Teks Bacaan >>
• • • • •

Kriminalitas di Bulan Ramadan

21-ismatillahOleh:
Ismatillah A Nu’ad
Peneliti Madya Institute for Social Research and Development Jakarta

Apa kaitan antara bulan puasa Ramadan sebagai bulan suci dan kriminalitas? Tesis dasarnya, di bulan Ramadan, begitu banyak kebutuhan hidup yang meningkat. Inilah yang mendorong orang-orang tertentu yang tidak bertanggung jawab, atau mereka yang selama ini sudah berada dalam lingkaran kriminalitas, melancarkan aksinya baik untuk menutupi kebutuhan hidup atau menuruti nafsu jahatnya.
Tak heran saat Ramadan, aksi perampokan atau penggarongan yang dilakukan sekelompok penjahat marak dan meresahkan masyarakat. Ditengarai, aksi kriminalitas itu dominan terjadi terutama saat-saat menjelang Lebaran, di mana transaksi keuangan tengah bergulir kencang. Ini tentunya menuntut peran kepolisian atau aparat keamanan negara supaya bisa mencegah terjadinya angka kriminalitas hingga musim mudik Lebaran, dan bahkan semestinya hingga kapan pun.
Kepolisian hendaknya lebih intensif menjaga lokasi-lokasi di mana masyarakat banyak melakukan transaksi keuangan, seperti bank, ATM, toko emas, pasar, pusat perbelanjaan dan seterusnya. Adapun pertanyaan mengapa angka kejahatan masih sangat tinggi? Faktor-faktor klasik umumnya masih menjadi patokan, seperti kemiskinan, pengangguran, peningkatan jumlah penduduk, persaingan hidup yang semakin keras, dan penghambaan terhadap materi.

• • • • •

Yang Ditanyakan >>
Jawablah berdasarkan artikel tentang kriminalitas di bulan Ramadan:
1. Kapan aksi kriminalitas disebut dominan terjadi?
2. Lokasi apa saja yang hendaknya dijaga kepolisian secara lebih intensif?
3. Faktor klasik apa saja yang disebut sebagai penyebab angka kejahatan masih sangat tinggi?

Cuplikan data penunjukan:

• • • • •

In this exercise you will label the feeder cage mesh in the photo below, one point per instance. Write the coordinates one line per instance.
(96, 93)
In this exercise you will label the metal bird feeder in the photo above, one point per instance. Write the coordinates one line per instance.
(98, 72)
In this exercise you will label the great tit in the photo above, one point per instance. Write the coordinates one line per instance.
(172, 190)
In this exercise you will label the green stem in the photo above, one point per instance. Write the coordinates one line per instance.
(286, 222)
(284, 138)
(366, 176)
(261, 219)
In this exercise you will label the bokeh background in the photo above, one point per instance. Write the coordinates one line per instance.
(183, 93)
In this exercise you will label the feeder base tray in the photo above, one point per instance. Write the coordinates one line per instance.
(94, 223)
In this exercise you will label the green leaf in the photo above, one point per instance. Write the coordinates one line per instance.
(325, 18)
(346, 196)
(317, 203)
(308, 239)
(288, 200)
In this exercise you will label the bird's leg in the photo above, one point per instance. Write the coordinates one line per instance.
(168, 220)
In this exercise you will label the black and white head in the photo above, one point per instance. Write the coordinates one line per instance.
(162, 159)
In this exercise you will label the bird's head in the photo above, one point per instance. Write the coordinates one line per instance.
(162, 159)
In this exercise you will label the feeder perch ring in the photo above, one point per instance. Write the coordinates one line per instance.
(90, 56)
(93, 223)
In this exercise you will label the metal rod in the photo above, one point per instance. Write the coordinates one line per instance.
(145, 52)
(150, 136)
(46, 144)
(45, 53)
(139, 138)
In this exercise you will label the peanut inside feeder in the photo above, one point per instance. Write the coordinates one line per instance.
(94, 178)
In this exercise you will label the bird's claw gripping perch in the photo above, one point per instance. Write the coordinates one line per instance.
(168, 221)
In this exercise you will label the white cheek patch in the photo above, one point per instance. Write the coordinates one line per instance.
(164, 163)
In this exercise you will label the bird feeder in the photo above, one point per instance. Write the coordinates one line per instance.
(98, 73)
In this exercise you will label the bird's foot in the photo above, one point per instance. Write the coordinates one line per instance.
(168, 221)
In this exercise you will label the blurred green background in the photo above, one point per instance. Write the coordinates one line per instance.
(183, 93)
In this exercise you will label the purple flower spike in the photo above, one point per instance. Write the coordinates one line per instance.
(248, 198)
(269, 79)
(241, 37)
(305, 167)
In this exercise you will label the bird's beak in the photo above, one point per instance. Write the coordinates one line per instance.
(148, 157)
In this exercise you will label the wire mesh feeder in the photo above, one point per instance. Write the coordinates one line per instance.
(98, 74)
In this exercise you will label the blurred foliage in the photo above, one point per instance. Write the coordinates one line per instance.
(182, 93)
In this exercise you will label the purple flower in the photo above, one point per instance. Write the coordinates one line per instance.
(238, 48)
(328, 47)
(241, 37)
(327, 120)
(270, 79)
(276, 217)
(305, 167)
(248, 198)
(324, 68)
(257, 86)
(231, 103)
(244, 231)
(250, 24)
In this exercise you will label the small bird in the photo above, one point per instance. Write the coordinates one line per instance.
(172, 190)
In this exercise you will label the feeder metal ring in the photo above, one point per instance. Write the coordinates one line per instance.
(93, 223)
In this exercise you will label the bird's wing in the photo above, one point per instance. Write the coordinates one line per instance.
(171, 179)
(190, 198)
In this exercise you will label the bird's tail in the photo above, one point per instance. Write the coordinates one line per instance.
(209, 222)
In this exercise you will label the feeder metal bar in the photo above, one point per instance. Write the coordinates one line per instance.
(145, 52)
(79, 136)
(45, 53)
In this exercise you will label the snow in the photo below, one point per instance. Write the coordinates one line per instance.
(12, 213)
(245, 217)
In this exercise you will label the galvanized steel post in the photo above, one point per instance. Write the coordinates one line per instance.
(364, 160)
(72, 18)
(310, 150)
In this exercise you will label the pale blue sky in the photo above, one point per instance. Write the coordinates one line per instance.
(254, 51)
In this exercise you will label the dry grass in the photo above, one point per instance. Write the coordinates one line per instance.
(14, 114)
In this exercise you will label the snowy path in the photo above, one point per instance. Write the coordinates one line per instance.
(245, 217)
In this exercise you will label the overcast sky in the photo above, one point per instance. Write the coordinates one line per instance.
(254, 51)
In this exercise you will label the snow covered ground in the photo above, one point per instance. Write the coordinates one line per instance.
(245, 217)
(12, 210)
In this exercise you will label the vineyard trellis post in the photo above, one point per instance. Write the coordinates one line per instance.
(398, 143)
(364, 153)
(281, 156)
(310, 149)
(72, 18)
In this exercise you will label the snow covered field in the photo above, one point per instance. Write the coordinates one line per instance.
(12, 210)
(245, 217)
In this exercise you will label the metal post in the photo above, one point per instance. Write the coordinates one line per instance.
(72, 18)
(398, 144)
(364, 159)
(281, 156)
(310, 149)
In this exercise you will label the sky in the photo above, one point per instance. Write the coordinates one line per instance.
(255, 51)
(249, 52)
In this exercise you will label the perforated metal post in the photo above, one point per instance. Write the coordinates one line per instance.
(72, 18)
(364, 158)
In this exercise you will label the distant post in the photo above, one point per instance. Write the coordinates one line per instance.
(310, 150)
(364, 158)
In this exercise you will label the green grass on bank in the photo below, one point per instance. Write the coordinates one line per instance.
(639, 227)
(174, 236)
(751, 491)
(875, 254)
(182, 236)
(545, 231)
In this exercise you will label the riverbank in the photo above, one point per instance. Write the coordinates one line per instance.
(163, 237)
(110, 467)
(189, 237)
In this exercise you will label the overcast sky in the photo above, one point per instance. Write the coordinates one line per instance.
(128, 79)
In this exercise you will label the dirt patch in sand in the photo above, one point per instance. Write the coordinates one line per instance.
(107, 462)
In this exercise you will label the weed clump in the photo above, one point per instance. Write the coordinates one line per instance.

• • • • •

Penyelesaian Soal >>
1. Terutama saat-saat menjelang Lebaran, ketika transaksi keuangan tengah bergulir kencang.
2. Bank, ATM, toko emas, pasar, pusat perbelanjaan, dan seterusnya.
3. Kemiskinan, pengangguran, peningkatan jumlah penduduk, persaingan hidup yang semakin keras, dan penghambaan terhadap materi.